- _Task brief_: Keep only the lines of the material below that contain the word "wing". Copy those lines.

START Exercise material

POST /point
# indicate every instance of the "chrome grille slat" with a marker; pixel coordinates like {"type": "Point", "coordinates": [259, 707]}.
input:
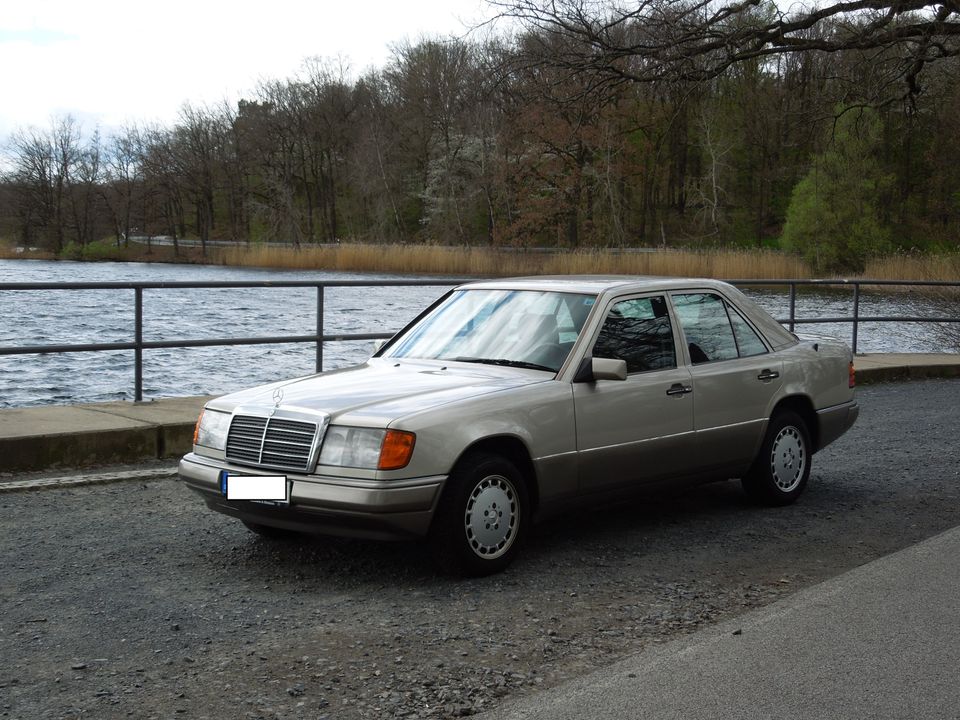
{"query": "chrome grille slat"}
{"type": "Point", "coordinates": [271, 442]}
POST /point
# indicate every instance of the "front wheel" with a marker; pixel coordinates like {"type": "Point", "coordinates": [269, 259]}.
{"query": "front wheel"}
{"type": "Point", "coordinates": [781, 470]}
{"type": "Point", "coordinates": [481, 517]}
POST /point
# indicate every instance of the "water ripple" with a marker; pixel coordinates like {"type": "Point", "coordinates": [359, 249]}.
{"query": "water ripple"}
{"type": "Point", "coordinates": [67, 317]}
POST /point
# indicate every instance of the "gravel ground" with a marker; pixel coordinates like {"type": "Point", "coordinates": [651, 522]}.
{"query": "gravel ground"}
{"type": "Point", "coordinates": [133, 600]}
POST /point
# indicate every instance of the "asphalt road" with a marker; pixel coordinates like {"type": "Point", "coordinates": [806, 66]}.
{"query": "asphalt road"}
{"type": "Point", "coordinates": [132, 600]}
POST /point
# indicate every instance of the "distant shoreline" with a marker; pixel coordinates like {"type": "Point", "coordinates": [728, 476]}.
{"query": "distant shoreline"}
{"type": "Point", "coordinates": [493, 262]}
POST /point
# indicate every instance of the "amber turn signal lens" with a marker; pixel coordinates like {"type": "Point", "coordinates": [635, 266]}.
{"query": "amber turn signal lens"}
{"type": "Point", "coordinates": [396, 450]}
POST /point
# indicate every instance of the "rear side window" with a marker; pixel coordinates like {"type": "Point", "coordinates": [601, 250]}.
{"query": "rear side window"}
{"type": "Point", "coordinates": [639, 332]}
{"type": "Point", "coordinates": [748, 342]}
{"type": "Point", "coordinates": [713, 330]}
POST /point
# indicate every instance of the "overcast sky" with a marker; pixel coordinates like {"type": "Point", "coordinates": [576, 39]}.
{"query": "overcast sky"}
{"type": "Point", "coordinates": [108, 62]}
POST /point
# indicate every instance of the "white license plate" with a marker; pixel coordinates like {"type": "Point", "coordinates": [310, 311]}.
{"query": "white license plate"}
{"type": "Point", "coordinates": [259, 488]}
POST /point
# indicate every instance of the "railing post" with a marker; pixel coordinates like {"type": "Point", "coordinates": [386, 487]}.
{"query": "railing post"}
{"type": "Point", "coordinates": [319, 328]}
{"type": "Point", "coordinates": [856, 314]}
{"type": "Point", "coordinates": [793, 304]}
{"type": "Point", "coordinates": [138, 341]}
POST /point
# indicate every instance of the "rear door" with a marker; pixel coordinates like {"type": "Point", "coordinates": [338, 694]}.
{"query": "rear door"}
{"type": "Point", "coordinates": [640, 429]}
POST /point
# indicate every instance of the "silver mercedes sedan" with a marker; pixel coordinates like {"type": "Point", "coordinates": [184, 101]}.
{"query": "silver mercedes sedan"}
{"type": "Point", "coordinates": [510, 399]}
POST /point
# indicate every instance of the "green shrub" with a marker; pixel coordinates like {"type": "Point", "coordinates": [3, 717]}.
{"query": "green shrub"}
{"type": "Point", "coordinates": [833, 219]}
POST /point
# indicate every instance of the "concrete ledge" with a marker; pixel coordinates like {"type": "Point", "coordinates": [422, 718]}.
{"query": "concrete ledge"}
{"type": "Point", "coordinates": [39, 438]}
{"type": "Point", "coordinates": [893, 367]}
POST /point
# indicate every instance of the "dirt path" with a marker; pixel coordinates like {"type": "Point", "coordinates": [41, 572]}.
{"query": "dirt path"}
{"type": "Point", "coordinates": [132, 600]}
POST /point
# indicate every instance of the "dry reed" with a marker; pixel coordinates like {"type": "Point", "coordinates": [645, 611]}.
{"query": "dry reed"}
{"type": "Point", "coordinates": [490, 262]}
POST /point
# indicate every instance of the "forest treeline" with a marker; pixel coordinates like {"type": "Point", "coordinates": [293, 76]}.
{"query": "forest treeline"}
{"type": "Point", "coordinates": [502, 140]}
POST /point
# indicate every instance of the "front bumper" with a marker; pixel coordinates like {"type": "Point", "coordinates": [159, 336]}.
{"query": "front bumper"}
{"type": "Point", "coordinates": [325, 505]}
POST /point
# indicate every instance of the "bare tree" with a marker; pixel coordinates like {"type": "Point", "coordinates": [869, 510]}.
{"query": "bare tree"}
{"type": "Point", "coordinates": [651, 40]}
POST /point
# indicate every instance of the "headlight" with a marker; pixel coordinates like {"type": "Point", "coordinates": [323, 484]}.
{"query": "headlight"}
{"type": "Point", "coordinates": [212, 428]}
{"type": "Point", "coordinates": [366, 448]}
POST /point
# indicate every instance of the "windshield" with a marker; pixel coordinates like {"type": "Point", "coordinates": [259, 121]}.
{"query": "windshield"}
{"type": "Point", "coordinates": [520, 328]}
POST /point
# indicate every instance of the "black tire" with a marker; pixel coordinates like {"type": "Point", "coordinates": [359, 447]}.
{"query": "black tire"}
{"type": "Point", "coordinates": [271, 533]}
{"type": "Point", "coordinates": [482, 516]}
{"type": "Point", "coordinates": [780, 472]}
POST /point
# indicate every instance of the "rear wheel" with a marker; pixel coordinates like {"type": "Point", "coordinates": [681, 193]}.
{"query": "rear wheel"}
{"type": "Point", "coordinates": [780, 472]}
{"type": "Point", "coordinates": [481, 518]}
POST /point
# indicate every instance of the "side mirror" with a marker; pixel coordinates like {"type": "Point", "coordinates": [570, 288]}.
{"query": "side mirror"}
{"type": "Point", "coordinates": [592, 369]}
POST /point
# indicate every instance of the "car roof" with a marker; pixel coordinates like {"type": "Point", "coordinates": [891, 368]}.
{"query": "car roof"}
{"type": "Point", "coordinates": [596, 284]}
{"type": "Point", "coordinates": [614, 285]}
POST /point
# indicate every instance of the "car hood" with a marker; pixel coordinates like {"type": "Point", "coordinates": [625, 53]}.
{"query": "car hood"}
{"type": "Point", "coordinates": [379, 391]}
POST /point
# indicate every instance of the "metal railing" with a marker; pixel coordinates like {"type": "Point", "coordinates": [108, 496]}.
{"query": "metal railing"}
{"type": "Point", "coordinates": [856, 318]}
{"type": "Point", "coordinates": [138, 344]}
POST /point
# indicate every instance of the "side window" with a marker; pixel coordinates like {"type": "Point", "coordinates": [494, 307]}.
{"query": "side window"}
{"type": "Point", "coordinates": [706, 326]}
{"type": "Point", "coordinates": [748, 342]}
{"type": "Point", "coordinates": [639, 332]}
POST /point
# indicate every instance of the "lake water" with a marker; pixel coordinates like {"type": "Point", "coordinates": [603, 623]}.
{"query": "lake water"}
{"type": "Point", "coordinates": [101, 316]}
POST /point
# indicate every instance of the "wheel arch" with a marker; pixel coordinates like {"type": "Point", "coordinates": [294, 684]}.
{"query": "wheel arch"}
{"type": "Point", "coordinates": [514, 450]}
{"type": "Point", "coordinates": [802, 405]}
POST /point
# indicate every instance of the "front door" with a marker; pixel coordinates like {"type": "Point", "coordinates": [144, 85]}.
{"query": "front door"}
{"type": "Point", "coordinates": [640, 429]}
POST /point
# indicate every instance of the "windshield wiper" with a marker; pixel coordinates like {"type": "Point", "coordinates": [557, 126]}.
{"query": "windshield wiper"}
{"type": "Point", "coordinates": [506, 363]}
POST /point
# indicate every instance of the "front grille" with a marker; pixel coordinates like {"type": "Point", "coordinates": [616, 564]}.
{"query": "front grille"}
{"type": "Point", "coordinates": [270, 442]}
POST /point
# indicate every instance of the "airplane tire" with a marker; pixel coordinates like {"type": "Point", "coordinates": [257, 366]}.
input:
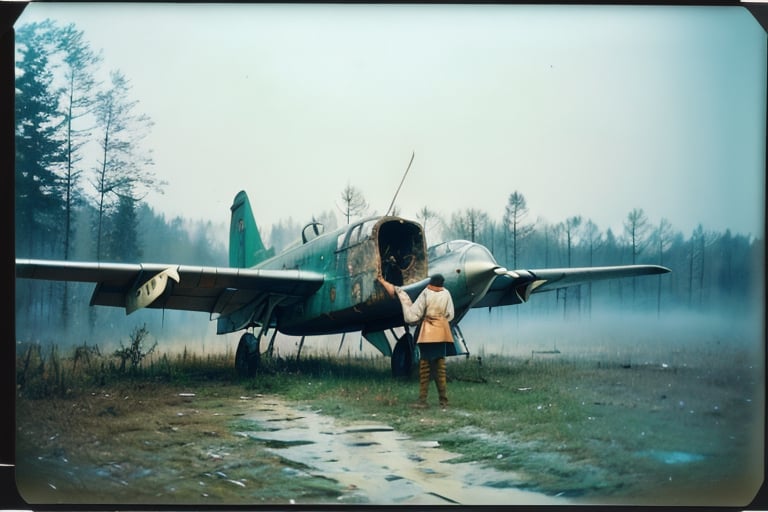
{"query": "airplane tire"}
{"type": "Point", "coordinates": [402, 356]}
{"type": "Point", "coordinates": [247, 356]}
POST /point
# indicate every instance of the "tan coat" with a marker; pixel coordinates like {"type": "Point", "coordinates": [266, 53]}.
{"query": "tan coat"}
{"type": "Point", "coordinates": [434, 308]}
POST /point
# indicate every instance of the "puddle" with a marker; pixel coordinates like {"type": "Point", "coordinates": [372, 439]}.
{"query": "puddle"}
{"type": "Point", "coordinates": [379, 465]}
{"type": "Point", "coordinates": [671, 457]}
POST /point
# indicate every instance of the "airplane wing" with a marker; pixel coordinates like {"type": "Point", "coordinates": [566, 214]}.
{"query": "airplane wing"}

END Exercise material

- _Answer to this problem_:
# indicate every instance of the "airplane wing" with a marker; pixel coordinates like {"type": "Point", "coordinates": [566, 214]}.
{"query": "airplane wing"}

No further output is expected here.